**** Excerpt provided ****
IntersectMBO / ouroboros-consensus

Implementation of a Consensus Layer for the Ouroboros family of protocols
https://ouroboros-consensus.cardano.intersectmbo.org
Apache License 2.0
29 stars 21 forks source link

The Big Decontamination Plan #386

Open edsko opened 4 years ago

edsko commented 4 years ago

This would be quite a large refactoring, but it would simplify a large part of the codebase, and means that going forward we can forget about EBBs entirely.

If we didn't care about preserving history, we could have rewritten the existing chain, rewriting nothing but the prev-hashes of every block, skipping any EBBs. We do want to preserve history, and so we cannot do this, but we can do the next best thing: we can introduce a hashmap mapping the hash of every EBB to its predecessor. This way we can do a local translation (in the HasHeader instance for ByronBlock) so that if we have blocks A - EBB - B, we rewrite the prev-hash of B on the fly to be A rather than the EBB. Now we can pretend EBBs don't exist, we don't store them, we don't send them, we have no SlotNo clashes, we have no BlockNo clashes, soooo many things in the consensus layer and storage layer could be made simpler, at the cost of one static value and HasHeader instance for a block type that is anyway no longer going to be used.

mrBliss commented 4 years ago

Possible plan:

To transition to an EBB-free chain, there will need to be a transition period in which we are both able to serve an EBB-contaminated chain and an EBB-free chain. Old Byron nodes (NodeToNodeV1/2 and NodeToClientV2) still expect EBBs and that's what they'll get. However, new Byron-to-Shelley nodes (NodeToNodeV3 and NodeToClient3) should not receive EBBs anymore. Once we have switched to Shelley, we will know that only nodes that are capable of handling an EBB-free chain are active, after which we can start making more invasive changes to get rid of EBBs once and for all. E.g., migrate the database, remove all EBB-related edge cases, etc.

This means that new Byron-to-Shelley nodes should both be capable of serving an EBB-contaminated chain (to remain compatible with old Byron nodes) and serving an EBB-free chain (to new Byron-to-Shelley nodes). The ChainDB will need to provide EBB-contaminated Iterators and Readers as well as EBB-free ones. The latter can be implemented on top of the former as it knows which blocks are EBBs (it can use the GetIsEBB block component internally).

Something else we should check: there is a staging net, which might also contain EBBs. To keep that working, we'd need to include its EBB mapping in our hard-coded one. Alternatively, they can rewrite it to be EBB-free :grin:.

If we want to use the Shelley release as the opportunity to start this process, we should do the following before the Shelley release:

Note that LedgerCursor doesn't need to change, because the in-memory representation of the LedgerDB will still have snapshots for EBBs (until we get rid of them altogether, which is after the Shelley release), so a new Byron-to-Shelley node will just never request a cursor for an EBB. In other words, we'll have more points to roll back to, which is backwards-compatible.
**** Data section ****
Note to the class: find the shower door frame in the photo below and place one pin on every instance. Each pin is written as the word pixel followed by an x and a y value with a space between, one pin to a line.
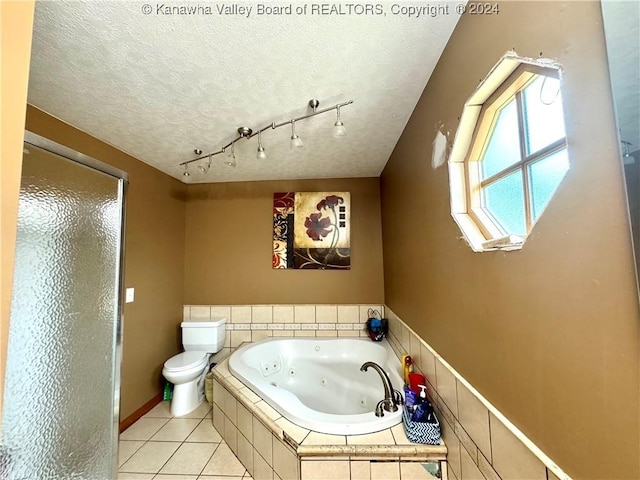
pixel 36 140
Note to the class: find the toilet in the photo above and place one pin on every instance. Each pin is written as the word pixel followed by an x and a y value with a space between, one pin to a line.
pixel 200 339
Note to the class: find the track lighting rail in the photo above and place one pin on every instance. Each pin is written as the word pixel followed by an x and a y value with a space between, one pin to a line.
pixel 245 132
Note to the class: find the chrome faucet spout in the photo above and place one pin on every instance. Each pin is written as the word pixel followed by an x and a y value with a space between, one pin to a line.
pixel 390 402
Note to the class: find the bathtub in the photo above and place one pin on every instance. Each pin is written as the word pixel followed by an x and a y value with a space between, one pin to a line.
pixel 317 383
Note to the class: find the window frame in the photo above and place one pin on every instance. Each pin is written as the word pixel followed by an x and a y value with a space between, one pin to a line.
pixel 506 81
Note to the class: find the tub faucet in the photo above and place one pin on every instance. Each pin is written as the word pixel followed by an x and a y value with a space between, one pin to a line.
pixel 392 397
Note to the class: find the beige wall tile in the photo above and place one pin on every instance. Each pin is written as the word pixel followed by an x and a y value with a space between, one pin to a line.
pixel 245 422
pixel 262 441
pixel 262 314
pixel 221 311
pixel 257 335
pixel 285 462
pixel 245 453
pixel 283 314
pixel 428 364
pixel 453 446
pixel 511 458
pixel 240 314
pixel 415 349
pixel 231 435
pixel 323 470
pixel 348 333
pixel 261 469
pixel 385 470
pixel 364 312
pixel 360 470
pixel 305 333
pixel 304 314
pixel 469 469
pixel 326 313
pixel 239 336
pixel 200 311
pixel 326 333
pixel 446 386
pixel 348 314
pixel 474 417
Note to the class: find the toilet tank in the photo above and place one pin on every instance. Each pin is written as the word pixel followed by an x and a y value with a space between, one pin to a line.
pixel 203 334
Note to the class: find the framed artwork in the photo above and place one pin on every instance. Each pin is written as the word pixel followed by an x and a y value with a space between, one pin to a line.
pixel 311 230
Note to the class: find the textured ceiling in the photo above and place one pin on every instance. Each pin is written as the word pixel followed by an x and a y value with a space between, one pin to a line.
pixel 622 30
pixel 157 86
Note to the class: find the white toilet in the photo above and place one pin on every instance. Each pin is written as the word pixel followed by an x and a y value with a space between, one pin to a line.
pixel 186 370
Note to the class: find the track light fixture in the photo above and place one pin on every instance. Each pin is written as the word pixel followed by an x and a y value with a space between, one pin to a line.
pixel 339 130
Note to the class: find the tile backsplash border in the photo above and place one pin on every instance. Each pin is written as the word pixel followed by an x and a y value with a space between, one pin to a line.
pixel 481 441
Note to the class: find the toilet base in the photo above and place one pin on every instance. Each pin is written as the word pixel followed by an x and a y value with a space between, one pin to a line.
pixel 187 397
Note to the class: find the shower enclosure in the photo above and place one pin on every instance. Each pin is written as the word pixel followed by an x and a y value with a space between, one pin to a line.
pixel 61 398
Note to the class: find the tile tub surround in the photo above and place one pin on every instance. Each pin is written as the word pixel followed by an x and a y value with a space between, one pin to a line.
pixel 271 447
pixel 250 323
pixel 482 442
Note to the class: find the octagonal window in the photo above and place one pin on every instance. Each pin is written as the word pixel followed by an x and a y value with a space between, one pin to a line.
pixel 510 153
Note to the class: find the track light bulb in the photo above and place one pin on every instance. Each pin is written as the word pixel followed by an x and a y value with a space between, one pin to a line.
pixel 231 158
pixel 296 141
pixel 262 154
pixel 339 130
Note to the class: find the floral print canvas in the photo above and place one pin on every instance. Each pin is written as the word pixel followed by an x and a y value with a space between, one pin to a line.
pixel 311 230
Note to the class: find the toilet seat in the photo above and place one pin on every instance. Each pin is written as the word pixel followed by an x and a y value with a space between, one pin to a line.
pixel 186 361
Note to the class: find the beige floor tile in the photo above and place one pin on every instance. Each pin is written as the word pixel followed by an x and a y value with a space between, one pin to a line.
pixel 201 411
pixel 135 476
pixel 127 448
pixel 190 458
pixel 162 410
pixel 175 477
pixel 261 469
pixel 143 429
pixel 385 471
pixel 414 471
pixel 323 470
pixel 315 438
pixel 205 432
pixel 224 462
pixel 150 457
pixel 176 430
pixel 383 437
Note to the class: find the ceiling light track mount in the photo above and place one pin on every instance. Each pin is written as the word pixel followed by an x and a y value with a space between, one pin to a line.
pixel 247 133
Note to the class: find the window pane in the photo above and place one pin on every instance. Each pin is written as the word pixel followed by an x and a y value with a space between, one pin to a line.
pixel 544 121
pixel 504 145
pixel 544 177
pixel 504 199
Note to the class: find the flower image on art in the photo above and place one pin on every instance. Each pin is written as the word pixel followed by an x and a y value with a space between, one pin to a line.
pixel 311 230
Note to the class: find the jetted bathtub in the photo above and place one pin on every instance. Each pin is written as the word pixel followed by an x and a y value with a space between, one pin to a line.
pixel 317 383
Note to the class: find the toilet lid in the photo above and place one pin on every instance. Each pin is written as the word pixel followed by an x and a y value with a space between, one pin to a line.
pixel 186 360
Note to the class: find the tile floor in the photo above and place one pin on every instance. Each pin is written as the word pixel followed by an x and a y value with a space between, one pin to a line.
pixel 160 447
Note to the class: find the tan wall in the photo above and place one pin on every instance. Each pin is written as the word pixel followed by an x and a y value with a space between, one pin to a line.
pixel 229 244
pixel 16 26
pixel 154 260
pixel 549 334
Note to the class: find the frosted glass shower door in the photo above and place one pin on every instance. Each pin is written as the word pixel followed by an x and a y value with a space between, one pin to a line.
pixel 61 395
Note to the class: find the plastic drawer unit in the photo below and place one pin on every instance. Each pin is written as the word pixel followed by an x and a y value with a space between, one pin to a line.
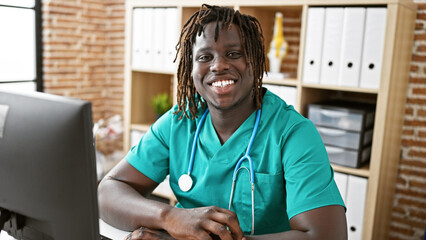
****
## Task set
(A) In the Big Decontamination Plan thread, what would the proposed hashmap map the hash of every EBB to?
(B) Print, word for word, the part of the Big Decontamination Plan thread that opens with the words containing "To transition to" and closes with "edge cases, etc.".
(C) Carry on the Big Decontamination Plan thread from the point at which it stops.
None of the records is needed.

## Responses to the exercise
(A) Its predecessor.

(B)
To transition to an EBB-free chain, there will need to be a transition period in which we are both able to serve an EBB-contaminated chain and an EBB-free chain. Old Byron nodes (NodeToNodeV1/2 and NodeToClientV2) still expect EBBs and that's what they'll get. However, new Byron-to-Shelley nodes (NodeToNodeV3 and NodeToClient3) should not receive EBBs anymore. Once we have switched to Shelley, we will know that only nodes that are capable of handling an EBB-free chain are active, after which we can start making more invasive changes to get rid of EBBs once and for all. E.g., migrate the database, remove all EBB-related edge cases, etc.

(C)
To test this properly, it would be nice to be able to run a mix of old and new nodes.

edsko commented 4 years ago

We'll need to remove blockPrevHash (and ideally blockInvariant) from HasHeader: rewriting of the prev hash must be conditional, because the Volatile DB needs to construct fragments of headers that optionally include EBBs (depending on the network version of the node requesting the blocks).

edsko commented 4 years ago

We also have to be careful with the other direction: nodes that do translate EBBs away but are syncing from nodes using version 1 or 2 of the protocol.

edsko commented 4 years ago

As of https://github.com/input-output-hk/ouroboros-network/pull/2335 the context for translating prev hashes is now available in principle. We have to make sure, however, that the Byron ledger itself does not check prev hashes when applying blocks. It shouldn't, consensus is responsible for header validation, but it might; if it does, we'll have to remove that check from Byron (it would have been superfluous anyway).

edsko commented 4 years ago

Since it seems we won't get a chance to push this out quickly, it makes sense to instead opt for a longer-term but more ideal plan:

  1. input-output-hk/ouroboros-network#2264: Remove the distinction between ImmDb/ImmutableDB and VolDB/VolatileDB (LgrDB and LedgerDB should probably stay: one is pure, one is not)
  2. input-output-hk/ouroboros-consensus#661 (in particular, https://github.com/input-output-hk/ouroboros-consensus/issues/661): Migrate the immutable DB secondary index, and as we do so, add

    data PrevHint = PrevIsEBB (ChainHash ByronBlock) | PrevIsRegularBlock

    into the nested context for Byron. This will then allow us to do the on-fly rewrite of the chain based on local information only, without the need for any global EBB map. This will make testing also significantly easier. This migration can be done on the fly ("JIT migration"), and does not need to read the blocks, except to establish the PrevHint of the first regular block: if there is an EBB present, we need to read it to get its prev hash (for PrevIsEBB); if there is no EBB present, it would just be PrevIsRegularBlock.

  3. We can now proceed as above, except with local information.
edsko commented 4 years ago

Possibly related/required: Add IsEBB to HeaderFields input-output-hk/ouroboros-consensus#639

mrBliss commented 4 years ago

We should implement https://github.com/input-output-hk/ouroboros-consensus/issues/645 first so that we can test that a node can both serve EBB-contaminated and EBB-free chains.

edsko commented 4 years ago

Observation from @mrBliss : how will this work with nodes syncing? Even if they don't want EBBs, they must still request them in order to be able to give them to nodes that do want them?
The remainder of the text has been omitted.